-- Begin Task material --

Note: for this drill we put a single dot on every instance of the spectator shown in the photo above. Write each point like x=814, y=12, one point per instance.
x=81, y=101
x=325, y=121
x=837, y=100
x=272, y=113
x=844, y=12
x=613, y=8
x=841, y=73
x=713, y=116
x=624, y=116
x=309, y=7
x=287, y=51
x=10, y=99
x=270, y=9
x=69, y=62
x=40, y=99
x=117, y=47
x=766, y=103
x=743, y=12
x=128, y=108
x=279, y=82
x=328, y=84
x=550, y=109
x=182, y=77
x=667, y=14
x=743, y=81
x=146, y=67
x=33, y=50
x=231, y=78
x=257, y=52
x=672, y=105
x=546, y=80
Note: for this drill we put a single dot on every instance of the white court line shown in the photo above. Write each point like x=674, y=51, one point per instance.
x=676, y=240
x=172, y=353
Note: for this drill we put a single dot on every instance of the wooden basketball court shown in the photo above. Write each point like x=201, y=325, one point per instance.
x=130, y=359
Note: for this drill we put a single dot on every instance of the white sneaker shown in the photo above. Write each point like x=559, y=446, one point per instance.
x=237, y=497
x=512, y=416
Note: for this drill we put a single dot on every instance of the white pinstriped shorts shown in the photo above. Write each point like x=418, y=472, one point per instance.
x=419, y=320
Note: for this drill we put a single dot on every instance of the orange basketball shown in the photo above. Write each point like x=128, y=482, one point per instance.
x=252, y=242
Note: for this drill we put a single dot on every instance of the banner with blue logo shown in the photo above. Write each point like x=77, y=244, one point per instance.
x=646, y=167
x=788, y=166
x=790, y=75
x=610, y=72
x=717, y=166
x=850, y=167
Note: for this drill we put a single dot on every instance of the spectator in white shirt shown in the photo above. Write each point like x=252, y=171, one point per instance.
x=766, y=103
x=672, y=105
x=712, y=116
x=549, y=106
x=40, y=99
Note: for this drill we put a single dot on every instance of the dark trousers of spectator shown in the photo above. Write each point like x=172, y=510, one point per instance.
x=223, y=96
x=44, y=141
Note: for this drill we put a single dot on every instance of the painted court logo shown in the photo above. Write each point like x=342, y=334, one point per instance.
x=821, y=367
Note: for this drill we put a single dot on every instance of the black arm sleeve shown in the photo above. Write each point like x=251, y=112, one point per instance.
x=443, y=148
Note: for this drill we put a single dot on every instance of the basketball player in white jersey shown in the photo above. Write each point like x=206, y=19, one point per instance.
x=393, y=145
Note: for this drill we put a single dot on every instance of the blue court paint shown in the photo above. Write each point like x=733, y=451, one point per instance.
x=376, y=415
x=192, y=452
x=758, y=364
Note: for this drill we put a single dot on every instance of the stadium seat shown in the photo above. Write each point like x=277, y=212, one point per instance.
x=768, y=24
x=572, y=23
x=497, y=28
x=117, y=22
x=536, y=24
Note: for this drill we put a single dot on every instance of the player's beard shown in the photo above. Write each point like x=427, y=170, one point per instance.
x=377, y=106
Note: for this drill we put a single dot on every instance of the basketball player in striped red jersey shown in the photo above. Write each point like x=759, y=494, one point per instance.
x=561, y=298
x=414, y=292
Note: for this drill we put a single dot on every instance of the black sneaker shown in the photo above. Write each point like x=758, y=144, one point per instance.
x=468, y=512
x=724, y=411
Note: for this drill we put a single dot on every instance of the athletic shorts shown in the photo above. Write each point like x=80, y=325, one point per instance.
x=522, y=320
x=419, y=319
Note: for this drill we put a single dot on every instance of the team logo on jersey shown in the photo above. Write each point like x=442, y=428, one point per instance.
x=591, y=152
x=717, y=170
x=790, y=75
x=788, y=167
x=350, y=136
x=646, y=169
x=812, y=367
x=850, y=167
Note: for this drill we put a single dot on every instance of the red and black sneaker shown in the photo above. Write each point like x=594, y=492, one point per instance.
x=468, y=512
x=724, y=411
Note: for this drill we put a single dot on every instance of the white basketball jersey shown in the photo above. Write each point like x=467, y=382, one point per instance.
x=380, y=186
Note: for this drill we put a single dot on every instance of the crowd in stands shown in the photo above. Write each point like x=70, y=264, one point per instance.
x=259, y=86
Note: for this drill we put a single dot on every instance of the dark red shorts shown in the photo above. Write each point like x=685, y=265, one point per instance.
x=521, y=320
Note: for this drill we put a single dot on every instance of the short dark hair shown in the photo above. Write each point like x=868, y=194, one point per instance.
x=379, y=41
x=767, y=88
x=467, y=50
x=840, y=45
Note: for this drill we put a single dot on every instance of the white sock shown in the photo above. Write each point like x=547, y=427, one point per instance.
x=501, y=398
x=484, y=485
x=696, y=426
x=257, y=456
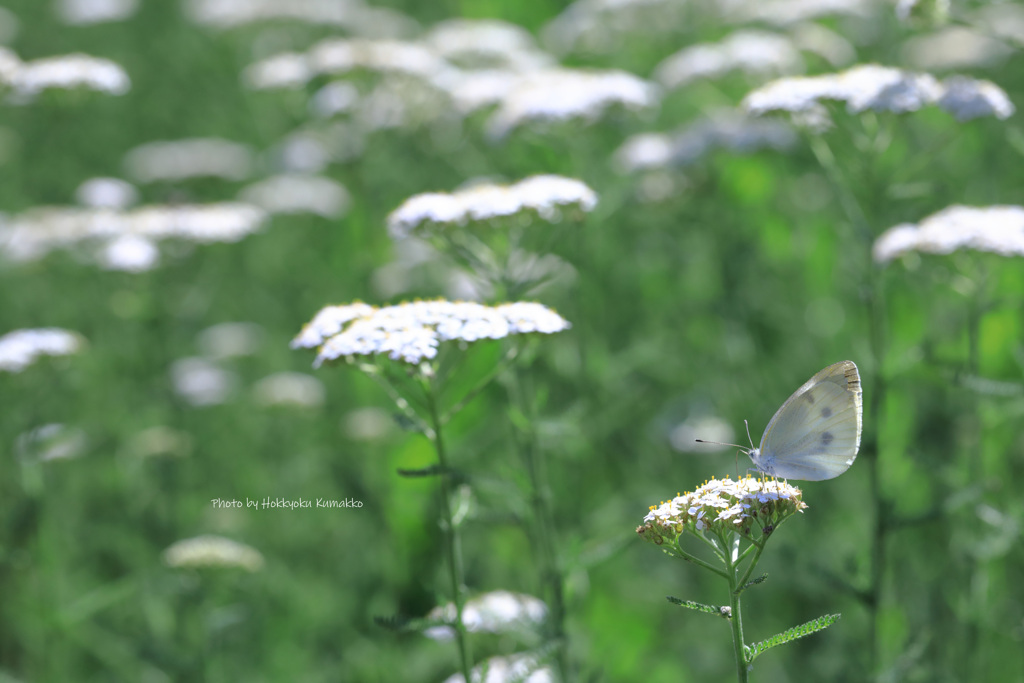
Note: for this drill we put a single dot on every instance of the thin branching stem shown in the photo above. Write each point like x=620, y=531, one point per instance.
x=453, y=544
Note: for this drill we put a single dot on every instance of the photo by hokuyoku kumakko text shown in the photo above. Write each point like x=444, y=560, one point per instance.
x=604, y=341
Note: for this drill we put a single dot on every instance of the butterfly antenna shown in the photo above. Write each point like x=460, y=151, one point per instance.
x=749, y=433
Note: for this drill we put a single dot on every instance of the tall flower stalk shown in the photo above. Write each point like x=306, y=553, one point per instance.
x=400, y=347
x=733, y=520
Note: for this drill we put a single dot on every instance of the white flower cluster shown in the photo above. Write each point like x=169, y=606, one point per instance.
x=492, y=612
x=212, y=551
x=882, y=89
x=547, y=196
x=554, y=95
x=66, y=72
x=954, y=47
x=126, y=238
x=412, y=332
x=756, y=53
x=726, y=129
x=486, y=44
x=722, y=505
x=202, y=382
x=998, y=229
x=787, y=12
x=19, y=348
x=298, y=194
x=80, y=12
x=200, y=157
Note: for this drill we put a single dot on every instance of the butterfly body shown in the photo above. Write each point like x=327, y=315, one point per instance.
x=815, y=434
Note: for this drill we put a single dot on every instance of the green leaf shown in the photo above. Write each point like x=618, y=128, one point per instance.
x=745, y=586
x=700, y=607
x=796, y=632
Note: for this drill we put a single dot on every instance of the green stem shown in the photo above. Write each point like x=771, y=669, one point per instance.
x=543, y=527
x=735, y=616
x=453, y=544
x=875, y=304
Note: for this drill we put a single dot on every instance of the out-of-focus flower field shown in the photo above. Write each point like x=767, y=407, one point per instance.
x=240, y=240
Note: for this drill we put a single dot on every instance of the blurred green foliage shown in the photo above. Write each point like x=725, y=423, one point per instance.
x=724, y=298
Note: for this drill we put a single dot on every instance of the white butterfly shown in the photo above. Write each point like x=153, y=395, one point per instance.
x=816, y=433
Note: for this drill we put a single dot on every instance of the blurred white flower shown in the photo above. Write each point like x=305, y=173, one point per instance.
x=496, y=611
x=178, y=160
x=69, y=72
x=20, y=348
x=547, y=196
x=954, y=47
x=486, y=44
x=727, y=129
x=998, y=229
x=212, y=551
x=230, y=340
x=353, y=15
x=160, y=440
x=202, y=382
x=290, y=389
x=10, y=65
x=130, y=253
x=881, y=89
x=412, y=332
x=368, y=424
x=827, y=44
x=473, y=90
x=969, y=98
x=335, y=97
x=785, y=12
x=560, y=94
x=107, y=194
x=756, y=53
x=95, y=11
x=298, y=194
x=512, y=669
x=48, y=442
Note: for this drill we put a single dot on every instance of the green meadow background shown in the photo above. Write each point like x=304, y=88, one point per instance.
x=719, y=300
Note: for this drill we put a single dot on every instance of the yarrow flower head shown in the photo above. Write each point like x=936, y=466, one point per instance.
x=412, y=332
x=998, y=229
x=20, y=348
x=870, y=87
x=723, y=506
x=547, y=197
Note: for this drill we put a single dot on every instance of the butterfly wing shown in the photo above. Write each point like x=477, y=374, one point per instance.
x=816, y=433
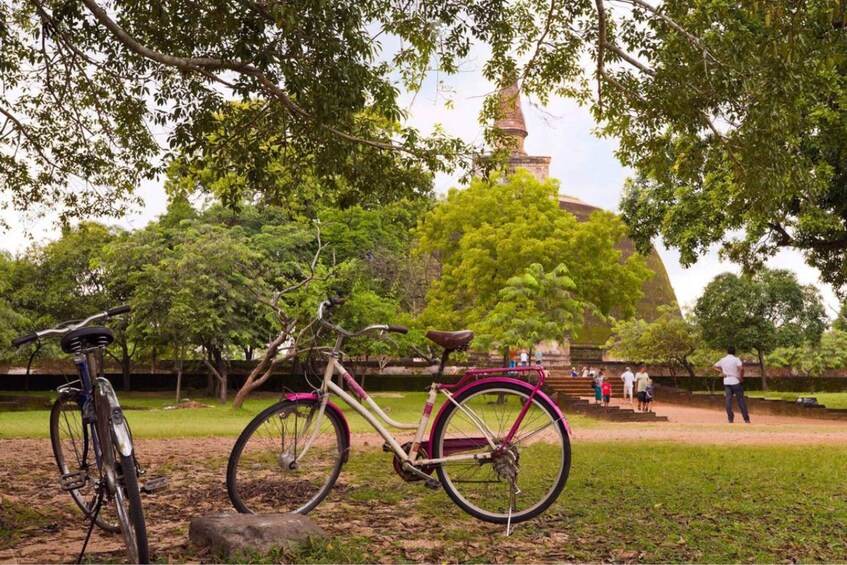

-- End Task material --

What the task requires –
Reproduce every line from the one containing "y=407, one point per instance." down to the end of the entries, notes included. Add 87 to each x and y coordinate in the answer points, leave the sample points in the notes unchanged, and omit the pictures.

Completed exercise –
Note: for this drill we put a single dot on every instance of the out-of-focus flower field shown in the photo above. Write each point like x=767, y=407, one point per instance.
x=327, y=327
Note: for this drill we put a single dot on every instance of the blurred green foliage shown in the photo above. Write each point like x=725, y=423, one point per instance.
x=811, y=385
Note: for this drill we put a single dot on every instance of the white butterfly shown in the photo above. Write each point like x=153, y=395, one point per instance.
x=903, y=520
Note: for this drill we put a single dot on every instance of the blurred white flower shown in the photo above. Write each point like x=305, y=173, one point per instance.
x=583, y=698
x=265, y=247
x=156, y=159
x=107, y=435
x=634, y=283
x=1041, y=134
x=573, y=131
x=814, y=216
x=1085, y=316
x=299, y=638
x=317, y=427
x=440, y=102
x=247, y=527
x=289, y=469
x=377, y=476
x=97, y=152
x=217, y=340
x=968, y=176
x=499, y=419
x=455, y=511
x=914, y=131
x=560, y=177
x=1056, y=185
x=422, y=184
x=872, y=99
x=647, y=181
x=194, y=281
x=843, y=140
x=182, y=98
x=385, y=281
x=599, y=756
x=135, y=529
Note: for this drill we put a single dot on every instance of the green meadow background shown in the photo above. Write each point like x=304, y=88, one point per instance.
x=806, y=387
Note: for this drill we put a single dot on every instance of the yarrow flower head shown in the photo above. Write each point like x=936, y=466, one point per instance.
x=499, y=419
x=1085, y=316
x=107, y=435
x=957, y=174
x=810, y=593
x=634, y=284
Note: for this drill we put a single dot on every instance of the butterfly wing shown in the photo above. Write each point like x=477, y=374, one point per instance.
x=903, y=520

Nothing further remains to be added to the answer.